§ DESCRIPTION OF THE TASK:
Exactly as they appear, output all of the records. Skip any images.

/---

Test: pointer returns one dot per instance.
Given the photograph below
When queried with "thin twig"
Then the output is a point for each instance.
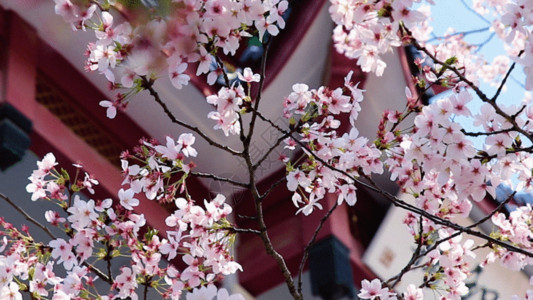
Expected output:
(463, 33)
(97, 271)
(259, 93)
(28, 217)
(311, 242)
(218, 178)
(413, 259)
(273, 186)
(148, 85)
(504, 80)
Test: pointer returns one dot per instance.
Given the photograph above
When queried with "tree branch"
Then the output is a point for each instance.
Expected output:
(148, 85)
(311, 242)
(221, 179)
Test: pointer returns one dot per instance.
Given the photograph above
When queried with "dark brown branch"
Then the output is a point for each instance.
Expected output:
(310, 243)
(148, 85)
(259, 94)
(413, 259)
(505, 79)
(272, 187)
(218, 178)
(97, 271)
(475, 88)
(242, 230)
(28, 217)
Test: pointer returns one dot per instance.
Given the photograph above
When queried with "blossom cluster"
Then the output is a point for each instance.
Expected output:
(98, 232)
(366, 30)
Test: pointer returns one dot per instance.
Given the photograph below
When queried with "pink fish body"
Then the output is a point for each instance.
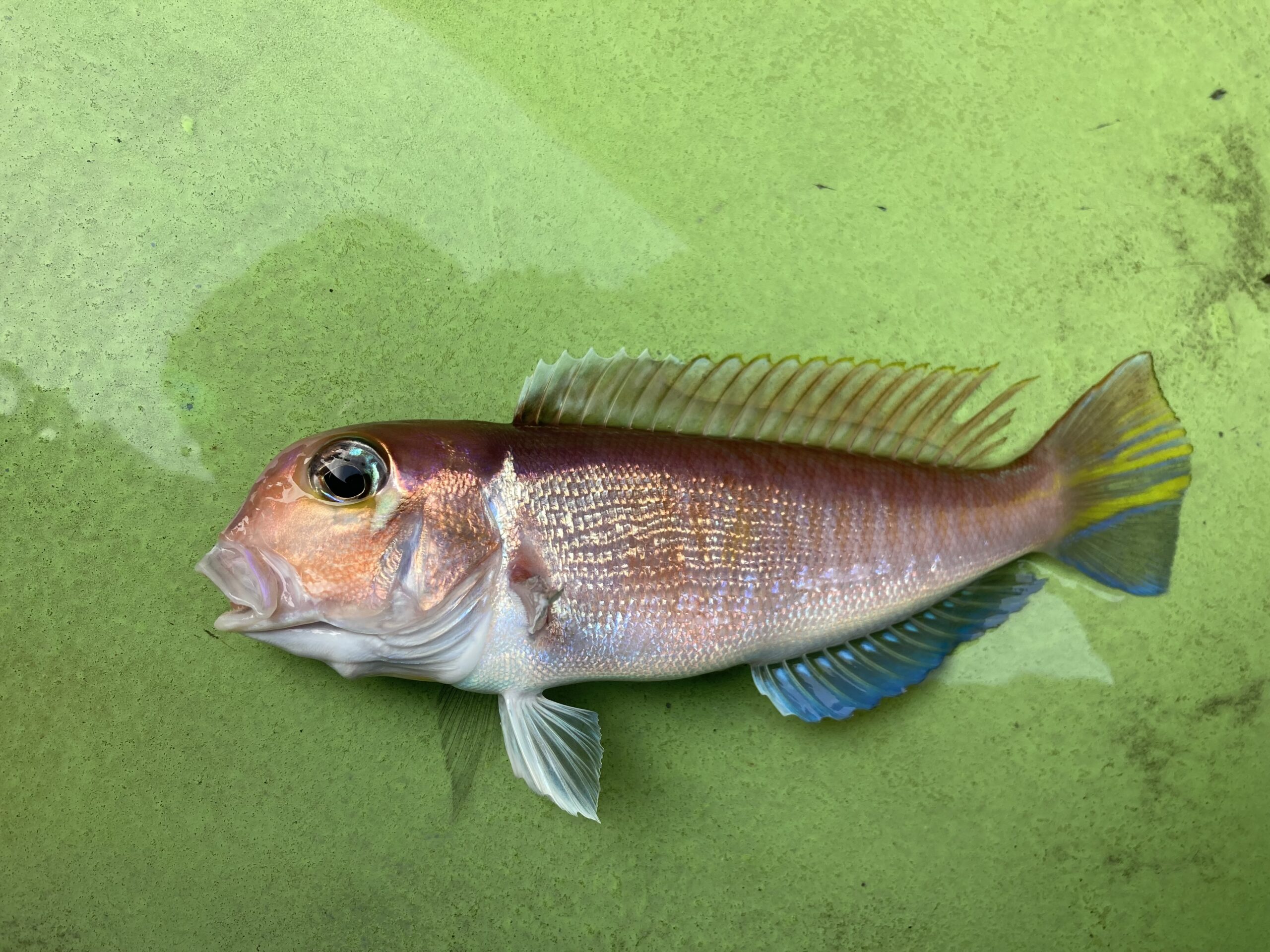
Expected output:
(826, 524)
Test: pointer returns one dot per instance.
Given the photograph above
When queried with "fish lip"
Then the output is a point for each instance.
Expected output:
(247, 579)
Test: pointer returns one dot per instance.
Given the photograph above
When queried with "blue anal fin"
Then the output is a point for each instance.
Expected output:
(842, 679)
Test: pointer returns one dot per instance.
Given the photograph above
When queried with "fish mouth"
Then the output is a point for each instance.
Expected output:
(253, 583)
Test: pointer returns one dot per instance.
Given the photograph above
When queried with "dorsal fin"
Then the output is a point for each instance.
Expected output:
(885, 411)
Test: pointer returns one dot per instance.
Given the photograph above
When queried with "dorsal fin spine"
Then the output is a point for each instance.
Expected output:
(969, 425)
(864, 389)
(973, 385)
(886, 411)
(930, 407)
(887, 427)
(797, 375)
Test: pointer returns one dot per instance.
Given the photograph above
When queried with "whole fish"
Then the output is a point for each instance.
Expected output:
(832, 525)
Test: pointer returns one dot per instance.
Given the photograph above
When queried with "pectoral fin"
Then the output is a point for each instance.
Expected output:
(556, 749)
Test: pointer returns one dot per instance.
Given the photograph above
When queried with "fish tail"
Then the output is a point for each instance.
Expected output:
(1124, 465)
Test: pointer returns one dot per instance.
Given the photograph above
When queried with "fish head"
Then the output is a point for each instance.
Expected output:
(371, 549)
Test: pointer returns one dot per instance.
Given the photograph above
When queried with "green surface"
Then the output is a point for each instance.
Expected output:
(226, 225)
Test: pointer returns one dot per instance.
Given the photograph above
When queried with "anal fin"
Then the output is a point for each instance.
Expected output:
(556, 749)
(856, 676)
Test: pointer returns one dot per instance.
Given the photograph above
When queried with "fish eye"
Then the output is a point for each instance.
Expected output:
(347, 472)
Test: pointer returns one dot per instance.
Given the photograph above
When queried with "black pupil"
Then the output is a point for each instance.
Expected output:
(345, 479)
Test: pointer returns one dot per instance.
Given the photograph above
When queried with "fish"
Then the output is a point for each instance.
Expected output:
(840, 527)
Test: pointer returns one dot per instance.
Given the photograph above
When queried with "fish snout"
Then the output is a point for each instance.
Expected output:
(247, 579)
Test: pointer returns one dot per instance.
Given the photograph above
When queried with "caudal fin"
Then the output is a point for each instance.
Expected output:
(1126, 464)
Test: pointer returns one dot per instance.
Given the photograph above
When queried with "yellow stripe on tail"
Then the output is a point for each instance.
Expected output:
(1126, 464)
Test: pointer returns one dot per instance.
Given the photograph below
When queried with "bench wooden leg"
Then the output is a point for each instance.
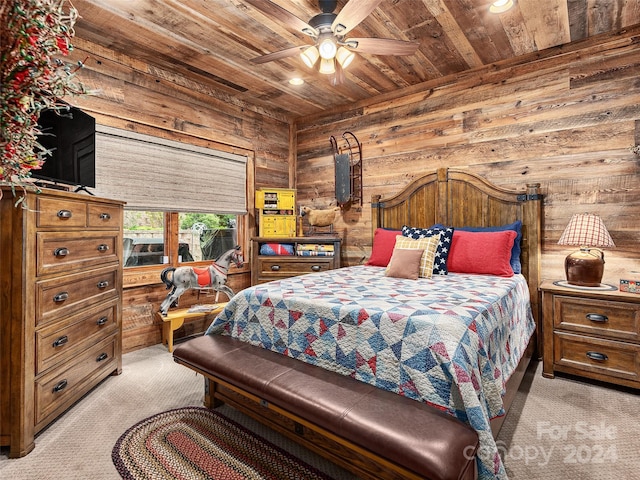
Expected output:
(168, 327)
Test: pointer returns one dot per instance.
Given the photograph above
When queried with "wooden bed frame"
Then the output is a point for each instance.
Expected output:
(450, 197)
(458, 198)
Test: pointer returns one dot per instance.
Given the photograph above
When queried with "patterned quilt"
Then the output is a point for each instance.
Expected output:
(450, 341)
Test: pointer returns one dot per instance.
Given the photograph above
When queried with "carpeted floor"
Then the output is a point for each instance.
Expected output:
(561, 429)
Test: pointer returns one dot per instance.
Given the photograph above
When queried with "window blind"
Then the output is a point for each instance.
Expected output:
(151, 173)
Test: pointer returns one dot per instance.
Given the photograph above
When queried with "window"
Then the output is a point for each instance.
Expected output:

\---

§ WRITTEN SOLUTION:
Test: pointer returns one dot per instance.
Given the photograph below
When queried with "thin twig"
Then the output is a point for each instance.
Expected output:
(463, 33)
(97, 271)
(259, 93)
(28, 217)
(311, 242)
(218, 178)
(413, 259)
(273, 186)
(148, 85)
(504, 80)
Test: pointer returns one dot per instance.
Given the photograph above
When queried with "tree branch"
Then the output is a point for each instance.
Expected output:
(148, 85)
(311, 242)
(221, 179)
Test: pointer returns one dot per instance.
Given the photograph above
When queried with "dark brown branch"
Then the output is a point for each instance.
Expected output:
(310, 243)
(148, 85)
(259, 94)
(413, 259)
(505, 79)
(272, 187)
(218, 178)
(97, 271)
(475, 88)
(242, 230)
(28, 217)
Test: pointer returns one dot per instance.
Given the photograph above
When queried with "blossom cluster"
Then the output is a point for each instance.
Expected output:
(98, 232)
(366, 30)
Test: pointer returns one dot per instance.
Given the photograph below
When queried with "pink fish body"
Then the output is a point for each instance.
Expected output:
(826, 524)
Test: pointer returns one dot per instance.
Given the photograph above
When queried with "fish lip"
Then the output is a point for each instance.
Expected output:
(247, 579)
Test: pointer returns one dot per instance.
Given the photograph above
When queried with "blue anal fin"
Then the output is a point for each instance.
Expected output:
(842, 679)
Test: pointer returns one dot per instance.
Given the photograph above
When queried with "fish mouth"
Then the output is a point for each instance.
Expected output:
(253, 583)
Test: pointer returns one dot per instance.
Given the photograph above
When queried with "dorsal fin"
Then the output is a point for each instance.
Expected output:
(885, 411)
Test: pointer returns one dot per instance.
Given the photograph above
When queried with "dorsal fin spine"
Then the output is a point for each instance.
Expected output:
(969, 425)
(864, 389)
(973, 385)
(886, 411)
(930, 407)
(887, 427)
(797, 375)
Test: pointer returns one dot per instance.
Given the photograph above
When queried with "whole fish"
Then the output is a point for each instance.
Expected output:
(832, 525)
Test: pointer returns one dot per instance.
Given the photograph above
When queried with "pectoral fin"
Then the output is a point for each instance.
Expected output:
(556, 749)
Test: pointer returns one dot per instance.
Given the photograph above
When queried with "fish tail"
Then the output is a point for each instance.
Expected output:
(1124, 465)
Test: pointer returns one dot per instance.
Given the photograph above
When queried with "fish head"
Then the output is a point for each instance.
Expected output:
(371, 549)
Test: pointer returns one dot per instance.
Given the photograph above
When queried with "green surface"
Then the output is a point for each instance.
Expected output:
(226, 225)
Test: pointer returns one dot per instance.
Given the photograph above
When queried with "anal fin"
Then the output is a point for each instance.
Expected output:
(556, 749)
(856, 676)
Test: pointer returns one dot per instance.
Given the photograph above
When queried with "fish eye"
Then the output is a point for each instance.
Expected output:
(347, 472)
Test: pointer returns one dot per instance.
Given the photograph above
When queried with "black pupil"
Then the output is a point for each instance.
Expected output:
(345, 479)
Test: pointer returns one dot per instance.
Given the photograph above
When queried with "fish"
Then the output is a point for each instance.
Expected output:
(840, 527)
Test: pointer returns one dot per instance.
Given the photograph above
When queried with "fish snout"
Then the output is a point for each instance.
Expected output:
(247, 579)
Test: pointer returns one dot per instance.
Given the photograph above
When queried with "caudal fin"
Then the output is a point for each instance.
Expected output:
(1126, 464)
Test: pointer returns one dot per instance.
Given the photograph above
When queried with "yellow stripe on tail"
Then the output is a point for each instance.
Expected output:
(1126, 464)
Test: pointer returns one dot per instance.
Given the photograph below
When queried with "bench wooden leg"
Then the output is a point for each instance.
Expected output:
(168, 327)
Test: pointer returns one dot per instance.
Given the photograph above
When queried with "wooden bed frame"
Then the output is a point for each instance.
Expected output:
(450, 197)
(458, 198)
Test: pointer returns one dot per instance.
Given the photograph above
When queried with "patterned quilt"
Then the output is a point for each instance.
Expected output:
(450, 341)
Test: pointer returns one dot per instance.
Given the photograph above
When queried with "carpeted floor"
Then the output is a point for each instance.
Expected output:
(561, 429)
Test: pointer returns one dot per instance.
Given the photograph above
When queried with "window blind"
Then the output is a point for each instance.
Expected output:
(151, 173)
Test: pointer returns one dot per instance.
Given the photograph above
When queried with "window"
Then the output is a point for each instance.
Expected output:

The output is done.